> [Input material]:

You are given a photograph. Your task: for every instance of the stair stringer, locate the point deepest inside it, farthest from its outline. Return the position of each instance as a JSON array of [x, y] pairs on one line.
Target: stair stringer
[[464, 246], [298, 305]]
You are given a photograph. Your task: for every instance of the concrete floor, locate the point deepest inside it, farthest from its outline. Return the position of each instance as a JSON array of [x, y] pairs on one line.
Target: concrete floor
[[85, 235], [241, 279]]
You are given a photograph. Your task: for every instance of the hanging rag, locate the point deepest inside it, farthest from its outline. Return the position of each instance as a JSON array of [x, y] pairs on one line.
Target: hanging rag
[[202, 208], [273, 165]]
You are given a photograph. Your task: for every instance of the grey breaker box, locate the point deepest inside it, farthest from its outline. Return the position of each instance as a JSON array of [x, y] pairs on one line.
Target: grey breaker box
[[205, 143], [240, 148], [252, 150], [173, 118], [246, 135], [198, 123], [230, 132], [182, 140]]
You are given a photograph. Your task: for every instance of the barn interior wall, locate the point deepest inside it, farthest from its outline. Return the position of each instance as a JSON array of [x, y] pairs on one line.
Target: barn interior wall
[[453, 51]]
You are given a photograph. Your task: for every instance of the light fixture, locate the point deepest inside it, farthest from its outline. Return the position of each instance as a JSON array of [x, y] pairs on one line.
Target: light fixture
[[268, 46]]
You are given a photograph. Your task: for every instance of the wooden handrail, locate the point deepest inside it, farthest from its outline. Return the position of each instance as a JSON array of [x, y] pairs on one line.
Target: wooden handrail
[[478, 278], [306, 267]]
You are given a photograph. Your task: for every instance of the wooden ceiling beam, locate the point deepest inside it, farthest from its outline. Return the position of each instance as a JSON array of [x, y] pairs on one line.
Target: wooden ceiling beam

> [Direction]: Copy the data above word for word, from the line with "of the hanging" to the line with "[[268, 46]]", including both of those lines.

> [Response for this exercise]:
You are given a photograph. Your task: for every instance of the hanging rag, locate the point deepest inside it, farthest from its outline. Return the position of each instance as a JSON array of [x, y] pairs on one line.
Target: hanging rag
[[202, 208], [273, 165]]
You are given a photograph. Your task: for every instance of the grey breaker box, locate the point deepest inside it, farthest from its outline. Return the position of each instance as a JSON array of [x, y] pairs on one line.
Target: grey breaker box
[[205, 143], [240, 148], [252, 150], [173, 118], [246, 135], [198, 123], [230, 132], [182, 140]]
You are given a photograph. Your task: for every instance of the barn interior wall, locate the point deepest inside it, farthest from its outline. Return the position of each instance as a JSON array of [x, y] pairs on one line.
Target: barn interior wall
[[453, 51]]
You are given a photograph. Your task: for every instance of the light fixture, locate the point deepest inside it, farthest from its outline. Return the position of each instance as a JSON array of [x, y] pairs on one line.
Target: light fixture
[[268, 46]]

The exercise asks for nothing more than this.